## [FRAGMENTO SELECCIONADO]
● ● ● ●
En el primer subsuelo, tiene que enfrentarse con el jefe de todas las pandillas, el mítico Príncipe de la noche, a quien termina venciendo en una lucha cuerpo a cuerpo. Sin embargo, es gracias a este triunfo que se gana la animadversión de los pandilleros que buscan venganza, por lo que la huida y el vencer obstáculos se vuelven una constante.
En el segundo subsuelo Tupah encuentra a un grupo de delincuentes que rezan fervorosamente a San Andrés para que su robo sea exitoso. En este piso, el protagonista continúa preguntando por el Averno, por lo que uno de los bandidos lo envía a la casa de Jaime Sáenz, escritor y poeta mítico cuya narrativa fue inspirada por la ciudad de La Paz y sus misterios nocturnos, para que sea él quien le indique las coordenadas de este bar de mala muerte.
Ya en el tercer subsuelo, aparece Sáenz (MiguelangelEstellano) como un personaje bien construido porque logra transmitir el aura que lo envuelve.
● ● ● ●
## [CONTENIDO DEL LISTADO]
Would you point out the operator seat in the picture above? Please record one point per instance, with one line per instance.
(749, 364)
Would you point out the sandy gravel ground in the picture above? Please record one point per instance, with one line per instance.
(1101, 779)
● ● ● ●
## [TAREAS PROPUESTAS]
1. Resume el fragmento en dos oraciones.
2. Transcribe sin cambios el fragmento desde "En el segundo" hasta "que lo envuelve.", incluyendo ambos extremos.
El listado no es necesario para resolver las tareas.

## [RESPUESTAS POR TAREA]
1. En el primer subsuelo, el protagonista vence en una lucha cuerpo a cuerpo al Príncipe de la noche, jefe de todas las pandillas, y se gana así el rencor de los pandilleros, que buscan venganza. En el segundo subsuelo, Tupah pregunta por el Averno y un bandido lo envía a la casa del escritor Jaime Sáenz para que le indique cómo llegar, y Sáenz aparece luego en el tercer subsuelo.

2.
En el segundo subsuelo Tupah encuentra a un grupo de delincuentes que rezan fervorosamente a San Andrés para que su robo sea exitoso. En este piso, el protagonista continúa preguntando por el Averno, por lo que uno de los bandidos lo envía a la casa de Jaime Sáenz, escritor y poeta mítico cuya narrativa fue inspirada por la ciudad de La Paz y sus misterios nocturnos, para que sea él quien le indique las coordenadas de este bar de mala muerte.
Ya en el tercer subsuelo, aparece Sáenz (MiguelangelEstellano) como un personaje bien construido porque logra transmitir el aura que lo envuelve.